EXERCISE INPUT below:

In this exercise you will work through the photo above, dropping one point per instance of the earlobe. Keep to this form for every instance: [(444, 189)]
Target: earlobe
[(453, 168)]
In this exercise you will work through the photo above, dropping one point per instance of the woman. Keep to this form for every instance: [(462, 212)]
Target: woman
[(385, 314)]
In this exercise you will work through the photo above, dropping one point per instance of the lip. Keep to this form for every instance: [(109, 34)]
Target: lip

End of EXERCISE INPUT.
EXERCISE INPUT below:

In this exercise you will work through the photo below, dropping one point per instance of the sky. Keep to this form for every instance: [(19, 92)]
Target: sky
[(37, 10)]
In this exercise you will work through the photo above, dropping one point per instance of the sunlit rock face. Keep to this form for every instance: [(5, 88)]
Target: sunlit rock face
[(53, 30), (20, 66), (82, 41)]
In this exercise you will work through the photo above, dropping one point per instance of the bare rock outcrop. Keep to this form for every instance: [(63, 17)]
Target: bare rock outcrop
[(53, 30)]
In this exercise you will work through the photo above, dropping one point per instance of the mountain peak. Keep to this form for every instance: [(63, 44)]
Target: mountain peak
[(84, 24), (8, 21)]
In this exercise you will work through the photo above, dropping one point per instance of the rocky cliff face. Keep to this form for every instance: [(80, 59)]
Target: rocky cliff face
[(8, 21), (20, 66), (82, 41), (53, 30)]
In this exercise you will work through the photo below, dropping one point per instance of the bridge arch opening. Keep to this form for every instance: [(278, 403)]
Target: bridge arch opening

End of EXERCISE INPUT.

> _ABOUT THIS TASK_: Copy each line of the listing above that includes the word "bridge".

> _WRITTEN ANSWER_:
In this exercise you will work through the photo below, dropping one point per instance of the bridge arch opening. Keep to this form for every instance: [(278, 403)]
Target: bridge arch opening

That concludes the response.